• [GOAL OF THE EXERCISE]
Return each line of the listing below, unchanged, and omit the images.

• [INFORMATION SHOWN]
*-*-*

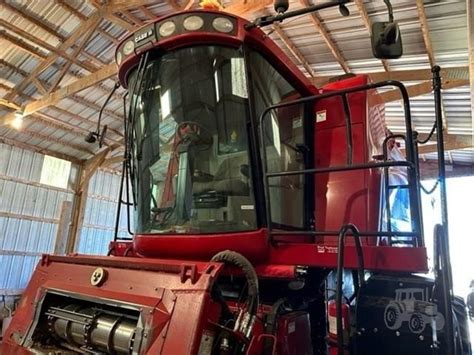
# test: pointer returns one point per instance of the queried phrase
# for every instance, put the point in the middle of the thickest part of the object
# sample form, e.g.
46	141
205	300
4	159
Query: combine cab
263	223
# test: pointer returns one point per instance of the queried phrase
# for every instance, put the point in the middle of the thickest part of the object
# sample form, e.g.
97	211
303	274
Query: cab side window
283	136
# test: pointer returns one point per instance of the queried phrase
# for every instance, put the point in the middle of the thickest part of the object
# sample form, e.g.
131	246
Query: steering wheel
194	133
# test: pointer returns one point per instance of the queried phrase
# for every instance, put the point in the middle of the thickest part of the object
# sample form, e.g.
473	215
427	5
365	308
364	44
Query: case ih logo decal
412	305
143	35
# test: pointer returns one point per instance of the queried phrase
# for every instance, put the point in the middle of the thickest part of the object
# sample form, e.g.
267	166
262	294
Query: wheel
416	323
392	317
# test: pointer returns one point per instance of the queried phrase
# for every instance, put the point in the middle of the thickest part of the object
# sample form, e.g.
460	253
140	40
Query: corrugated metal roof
446	20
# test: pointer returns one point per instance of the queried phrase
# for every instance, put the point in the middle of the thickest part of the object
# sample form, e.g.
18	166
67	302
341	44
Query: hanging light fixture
17	122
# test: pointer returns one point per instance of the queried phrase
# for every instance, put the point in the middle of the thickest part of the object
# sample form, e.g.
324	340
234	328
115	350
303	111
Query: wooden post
87	171
470	26
63	228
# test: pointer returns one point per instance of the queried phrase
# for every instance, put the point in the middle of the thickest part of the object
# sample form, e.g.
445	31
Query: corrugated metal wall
29	215
99	216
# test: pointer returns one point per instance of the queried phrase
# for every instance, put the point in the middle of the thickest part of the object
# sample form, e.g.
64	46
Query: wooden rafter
425	30
119	21
422	89
61	112
429	47
71	89
64	143
87	34
40	43
51	58
23	45
368	25
83	17
327	38
26	15
131	17
293	49
459	73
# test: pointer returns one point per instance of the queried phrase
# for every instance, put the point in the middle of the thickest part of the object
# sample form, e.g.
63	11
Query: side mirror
386	40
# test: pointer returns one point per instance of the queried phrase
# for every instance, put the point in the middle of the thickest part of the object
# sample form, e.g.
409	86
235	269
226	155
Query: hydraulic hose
229	257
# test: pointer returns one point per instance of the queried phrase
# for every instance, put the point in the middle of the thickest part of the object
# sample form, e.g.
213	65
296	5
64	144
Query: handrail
340	268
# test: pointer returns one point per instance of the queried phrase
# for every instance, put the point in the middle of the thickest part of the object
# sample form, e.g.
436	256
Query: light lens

*-*-*

• [EXERCISE ANSWER]
# test: pointer returns one point per instance of the queried phrase
# for every instance, put the point in the middle of the thickest part of the object
# sample form, e.g.
46	141
205	300
4	159
Query: combine cab
263	223
# test: pointer returns one point per instance of the queried phrase
# for every instance, put the point in the middle of the thickest part of the object
# sample form, e.g.
97	211
303	274
Query: cab side window
283	136
# test: pointer returns one point per instance of the queried phrase
# for every instance, put the point in the middle of the thickest part of the object
# sample form, e.g.
131	246
Query: steering wheel
194	133
# test: pointer returns one point per instance of the queried phrase
# for every instance, put the point in the middle of the thickest part of the object
# sample form, e.g.
473	215
427	5
365	308
364	44
Query: case ih logo decal
412	305
143	35
# test: pointer returns one point per instance of the queried phrase
# for every instance, put the point in the middle of the thickest part of the object
# sample form, e.g.
267	166
262	294
Query: wheel
416	323
392	317
# test: pointer returns one point per instance of the queried phrase
# for every instance, put the point in the middle of the thickest part of the object
# sample form, e.g.
460	253
140	40
Query: corrugated metal roof
446	20
# test: pointer returns one point per instance of the queried phrase
# for every instance, put the point in the middle of the thickest part of the object
# sample form, e.g.
18	166
67	302
341	44
Query: hanging light fixture
17	122
# test: pointer returns one point per instance of the queried phrase
# for every instance, put the point in the middle of the thickest part of the object
# sample form, e.g.
324	340
234	328
115	350
303	111
Query: wooden post
87	171
470	26
63	228
# test: pointer returns one point per instance of the queried phrase
# for every instance, put the point in the middle of the thickest part of the object
# sample form, e.g.
445	31
Query: corrugated metal wall
29	215
99	216
# test: pointer returns one point per instance of the queried phrase
# for every instance, put the point in the middle of the thickest part of the object
# sample form, e.g.
64	46
Query: wooden rafter
425	30
119	21
422	89
61	112
429	47
71	89
64	143
87	34
40	43
51	58
23	45
368	25
83	17
327	38
26	15
131	17
293	49
459	73
# test: pointer returns one point per instance of the queried phrase
# for every instance, put the point in the middle of the thickest part of the object
# sample form, e.g.
63	11
Query: side mirror
386	40
# test: pointer returns one point per instance of the queried phrase
# for every instance, put the point in the middle of the thickest part of the object
# sample form, e.g.
409	86
235	269
226	155
Query: hydraulic hose
229	257
# test: pointer returns one point per instance of the queried phrase
# for every instance, put the point in the middle of the thickest part of the object
# sample form, e.g.
213	65
296	5
64	144
Query: handrail
340	268
# test: pointer returns one point per instance of the queried phrase
# for every instance, put the point in the middle of the thickest part of the object
# sample form, e.g.
436	256
Query: light lens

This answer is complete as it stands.